[Excerpts from point annotation data]
* * * * * * *

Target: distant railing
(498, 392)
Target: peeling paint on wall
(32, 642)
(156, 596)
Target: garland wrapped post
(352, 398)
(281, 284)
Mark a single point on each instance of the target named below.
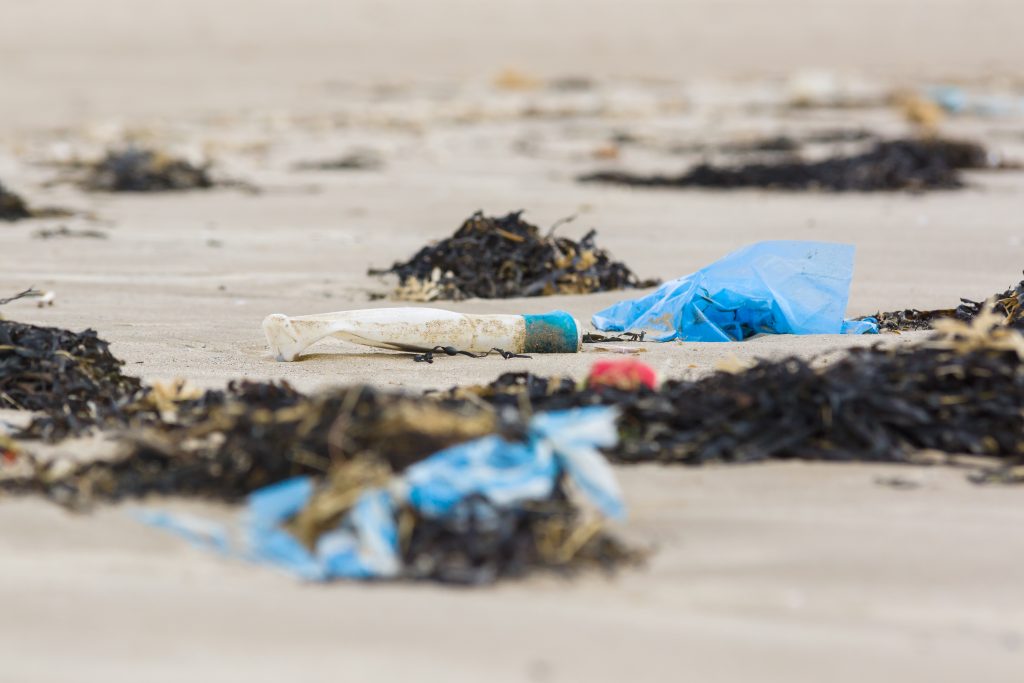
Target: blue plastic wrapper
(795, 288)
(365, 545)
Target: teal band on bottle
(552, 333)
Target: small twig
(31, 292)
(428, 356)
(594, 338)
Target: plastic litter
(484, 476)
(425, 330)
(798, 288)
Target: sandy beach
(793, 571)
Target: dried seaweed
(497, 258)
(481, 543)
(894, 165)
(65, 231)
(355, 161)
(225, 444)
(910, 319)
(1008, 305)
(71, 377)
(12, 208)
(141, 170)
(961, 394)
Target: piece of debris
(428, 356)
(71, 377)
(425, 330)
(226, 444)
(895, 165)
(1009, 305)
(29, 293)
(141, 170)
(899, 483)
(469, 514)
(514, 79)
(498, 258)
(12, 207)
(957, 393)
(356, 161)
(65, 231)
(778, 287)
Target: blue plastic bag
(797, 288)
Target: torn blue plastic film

* * * * * * *

▶ [TASK INSTRUCTIONS]:
Update everything from the line containing "Target: teal band on bottle" down to the end of the listing, changing "dried seaweed" to "dry seaweed" and keeping all else as it is.

▶ [WRITTEN RESPONSE]:
Target: teal band on bottle
(552, 333)
Target: small twig
(31, 292)
(428, 356)
(594, 338)
Target: plastic litter
(484, 476)
(425, 330)
(798, 288)
Target: sandy beach
(793, 571)
Target: dry seaweed
(497, 258)
(481, 543)
(894, 165)
(65, 231)
(355, 161)
(225, 444)
(910, 319)
(1008, 305)
(71, 377)
(12, 208)
(141, 170)
(961, 394)
Target: piece of debris
(428, 356)
(71, 377)
(425, 330)
(226, 444)
(895, 165)
(1009, 305)
(29, 293)
(141, 170)
(899, 483)
(469, 514)
(514, 79)
(498, 258)
(12, 207)
(957, 393)
(356, 161)
(65, 231)
(778, 287)
Target: blue plastic bag
(797, 288)
Target: torn blue plastic film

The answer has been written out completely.